> Data to process
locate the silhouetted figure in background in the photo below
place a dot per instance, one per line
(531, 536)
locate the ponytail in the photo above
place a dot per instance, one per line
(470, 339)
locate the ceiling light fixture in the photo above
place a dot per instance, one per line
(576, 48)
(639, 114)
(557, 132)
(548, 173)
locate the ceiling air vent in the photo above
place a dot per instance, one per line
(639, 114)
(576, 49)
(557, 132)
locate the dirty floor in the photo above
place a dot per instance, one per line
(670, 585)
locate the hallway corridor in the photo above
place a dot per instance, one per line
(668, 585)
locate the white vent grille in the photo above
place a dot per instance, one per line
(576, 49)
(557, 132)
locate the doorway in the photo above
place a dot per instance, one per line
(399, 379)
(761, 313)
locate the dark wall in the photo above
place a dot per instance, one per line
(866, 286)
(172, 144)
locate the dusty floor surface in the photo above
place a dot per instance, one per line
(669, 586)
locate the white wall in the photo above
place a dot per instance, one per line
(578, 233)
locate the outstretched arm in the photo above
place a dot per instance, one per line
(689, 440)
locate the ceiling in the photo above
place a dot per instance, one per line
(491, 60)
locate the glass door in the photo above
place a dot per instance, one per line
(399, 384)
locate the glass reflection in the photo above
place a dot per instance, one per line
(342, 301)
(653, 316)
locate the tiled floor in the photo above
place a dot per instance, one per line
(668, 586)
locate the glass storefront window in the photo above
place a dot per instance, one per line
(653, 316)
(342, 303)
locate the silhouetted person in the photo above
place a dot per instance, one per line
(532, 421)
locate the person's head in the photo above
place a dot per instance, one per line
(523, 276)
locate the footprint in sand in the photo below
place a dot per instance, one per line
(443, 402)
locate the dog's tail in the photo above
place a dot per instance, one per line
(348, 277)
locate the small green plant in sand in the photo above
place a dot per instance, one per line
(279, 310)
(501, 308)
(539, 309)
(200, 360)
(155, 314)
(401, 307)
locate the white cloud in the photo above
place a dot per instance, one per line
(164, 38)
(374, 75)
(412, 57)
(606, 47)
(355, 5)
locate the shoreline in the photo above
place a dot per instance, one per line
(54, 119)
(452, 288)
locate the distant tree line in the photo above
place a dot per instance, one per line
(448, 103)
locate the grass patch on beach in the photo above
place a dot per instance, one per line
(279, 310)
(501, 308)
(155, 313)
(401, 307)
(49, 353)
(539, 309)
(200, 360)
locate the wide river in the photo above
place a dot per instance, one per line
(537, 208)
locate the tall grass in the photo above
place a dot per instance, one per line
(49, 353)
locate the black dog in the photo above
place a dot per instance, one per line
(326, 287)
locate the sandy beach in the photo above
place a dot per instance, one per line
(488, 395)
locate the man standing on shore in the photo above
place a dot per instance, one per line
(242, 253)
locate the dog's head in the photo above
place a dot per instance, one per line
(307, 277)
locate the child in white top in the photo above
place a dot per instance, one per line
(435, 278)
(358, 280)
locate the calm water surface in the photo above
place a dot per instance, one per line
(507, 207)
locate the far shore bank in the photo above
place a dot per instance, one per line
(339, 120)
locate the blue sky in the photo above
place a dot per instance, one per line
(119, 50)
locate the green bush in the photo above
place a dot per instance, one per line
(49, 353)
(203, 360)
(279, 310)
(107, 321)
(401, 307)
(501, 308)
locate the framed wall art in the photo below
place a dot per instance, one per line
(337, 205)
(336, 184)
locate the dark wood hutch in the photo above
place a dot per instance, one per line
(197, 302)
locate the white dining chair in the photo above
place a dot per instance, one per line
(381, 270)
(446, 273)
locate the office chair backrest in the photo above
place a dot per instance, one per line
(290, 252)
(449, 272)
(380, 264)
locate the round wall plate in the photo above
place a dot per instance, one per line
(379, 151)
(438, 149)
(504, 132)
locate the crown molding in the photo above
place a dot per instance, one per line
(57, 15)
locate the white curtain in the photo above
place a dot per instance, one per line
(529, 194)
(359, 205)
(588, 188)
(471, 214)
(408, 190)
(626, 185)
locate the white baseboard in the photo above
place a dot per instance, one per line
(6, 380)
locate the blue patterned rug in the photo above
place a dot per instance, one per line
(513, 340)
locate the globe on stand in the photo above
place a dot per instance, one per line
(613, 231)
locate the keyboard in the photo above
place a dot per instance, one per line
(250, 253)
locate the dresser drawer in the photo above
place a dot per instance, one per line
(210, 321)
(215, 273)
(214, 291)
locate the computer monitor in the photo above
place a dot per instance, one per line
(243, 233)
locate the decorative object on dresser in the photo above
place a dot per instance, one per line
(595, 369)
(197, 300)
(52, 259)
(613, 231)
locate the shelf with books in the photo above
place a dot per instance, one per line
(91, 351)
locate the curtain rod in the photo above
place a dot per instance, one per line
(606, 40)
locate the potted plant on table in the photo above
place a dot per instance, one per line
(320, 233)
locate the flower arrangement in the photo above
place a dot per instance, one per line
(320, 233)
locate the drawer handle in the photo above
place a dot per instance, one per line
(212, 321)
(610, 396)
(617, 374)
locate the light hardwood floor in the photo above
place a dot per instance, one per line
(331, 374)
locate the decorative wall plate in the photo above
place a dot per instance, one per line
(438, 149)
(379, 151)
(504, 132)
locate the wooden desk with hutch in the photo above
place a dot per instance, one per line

> Exercise requirements
Return the full listing, word for word.

> Answer for the task
locate the silhouetted figure in background in the photo below
place a dot per instance, one per line
(531, 536)
locate the ponytail in the photo above
place a dot per instance, one per line
(470, 339)
locate the ceiling light fixture in the photo above
place a dot per instance, one per line
(576, 48)
(639, 114)
(557, 132)
(548, 173)
locate the ceiling air vent in the photo above
place a dot per instance, one per line
(639, 114)
(576, 49)
(557, 132)
locate the dirty floor in the photo above
place a dot per instance, one per line
(670, 585)
locate the hallway corridor in the photo above
place a dot per instance, one per line
(668, 585)
locate the white vent grille in the photo above
place a dot per instance, one per line
(576, 49)
(557, 132)
locate the doorway in the photo above
place a dot per instance, one per line
(399, 379)
(761, 313)
locate the dark wall in the photo above
place a dot per instance, one per line
(866, 286)
(172, 144)
locate the dusty floor surface in the photo above
place a dot per instance, one per line
(669, 586)
locate the white wall in the photo above
place a dot per instance, one per line
(578, 233)
locate the outstretched arm in the photo above
place a dot per instance, one per line
(689, 440)
locate the ceiling in the photo above
place a dot per instance, one per line
(491, 60)
locate the glass door in the photo above
place a dot per instance, one per line
(399, 384)
locate the glass reflection in the photo above
place a dot per instance, one per line
(342, 301)
(653, 316)
locate the tiled floor in the photo above
place a dot per instance, one per line
(668, 586)
locate the glass storefront window in the photo above
place a dot per instance, one per line
(653, 316)
(342, 303)
locate the silhouetted person in the photo above
place a dot per instance, one per line
(532, 421)
locate the person's head in the photo above
place a dot per instance, one per line
(523, 276)
locate the footprint in sand in the photo below
place a dot per instance, one per line
(443, 402)
locate the dog's tail in the photo above
place a dot per instance, one per line
(348, 277)
locate the small green plant in sand in the photo above
place a dot per instance, one per line
(279, 310)
(501, 308)
(539, 309)
(200, 360)
(155, 314)
(401, 307)
locate the white cloud in the photo above
place a dot per instance, one per line
(164, 38)
(374, 75)
(412, 57)
(606, 47)
(355, 5)
locate the shoreline in the photo above
place a dot per instance, one per line
(54, 119)
(452, 288)
locate the distant tree line in the photo above
place a dot per instance, one per line
(448, 103)
locate the grass patch on beach in the photo above
place a dot per instance, one per line
(279, 310)
(501, 308)
(155, 313)
(401, 307)
(49, 353)
(539, 309)
(200, 360)
locate the wide river in the photo above
place a dot per instance, one per line
(537, 208)
locate the tall grass in the photo above
place a dot per instance, one per line
(49, 353)
locate the black dog in the photo above
place a dot per instance, one per line
(326, 287)
locate the sandy beach in the photo above
place a dot per instance, one per line
(488, 395)
locate the man standing on shore in the photo above
place a dot per instance, one per line
(242, 253)
locate the dog's head in the photo above
place a dot per instance, one per line
(307, 277)
locate the child in white top in the photo above
place a dot per instance, one per line
(435, 278)
(358, 280)
locate the calm water surface in the photo above
place a dot per instance, one per line
(507, 207)
locate the far shore bank in the photo above
place a dot per instance, one per line
(339, 120)
locate the blue sky in the photo above
place a dot per instance, one per line
(119, 50)
locate the green bush in the photo above
place a dot per instance, one per line
(49, 353)
(203, 360)
(279, 310)
(107, 321)
(401, 307)
(501, 308)
locate the framed wall art in the photo below
place a dot per instance, one per line
(337, 205)
(336, 184)
locate the dark wood hutch in the photo above
place a dot per instance, one per line
(197, 302)
locate the white dining chair in the photo above
place a dot per instance, one per line
(381, 270)
(446, 273)
locate the office chair backrest in the photo above
place a dot per instance, one per line
(290, 252)
(449, 272)
(380, 264)
locate the round wall plate in the photo above
place a dot per instance, one per line
(379, 151)
(438, 149)
(504, 132)
locate the crown molding in the photo above
place a dot per instance, one per line
(57, 15)
locate the white curtain in the photo above
place a dot per instance, one per line
(529, 194)
(359, 205)
(588, 188)
(471, 214)
(408, 190)
(626, 185)
locate the white baseboard in the photo above
place a dot per instance, one per line
(6, 380)
locate the blue patterned rug in the photo above
place a dot per instance, one per line
(513, 340)
locate the globe on stand in the photo above
place a dot per instance, one per line
(613, 231)
locate the keyboard in the photo above
place a dot per instance, one per line
(250, 253)
locate the dresser drawer in the photo above
place a dot per instance, one per line
(210, 321)
(215, 273)
(214, 291)
locate the computer monitor in the photo above
place a dot per instance, one per line
(243, 233)
locate the decorative object on dresser in the photo above
place a dot per instance, one per line
(595, 369)
(197, 300)
(52, 259)
(613, 231)
locate the shelf with books in the photo above
place a dot per instance, one per line
(91, 351)
locate the curtain rod in the photo above
place a dot per instance, one per line
(606, 40)
locate the potted plant on table in the photo above
place a dot per instance, one per line
(320, 233)
locate the flower arrangement in the photo above
place a dot per instance, one per line
(320, 233)
locate the drawer handle in the photo above
place a dot per instance, one per line
(212, 321)
(610, 396)
(617, 374)
locate the light hardwood floor in the photo above
place a dot per instance, one per line
(331, 374)
locate the decorative wall plate in the photo above
place a dot per instance, one per line
(438, 149)
(379, 151)
(504, 132)
locate the wooden desk with hutch in the photo above
place a dot per instance, one per line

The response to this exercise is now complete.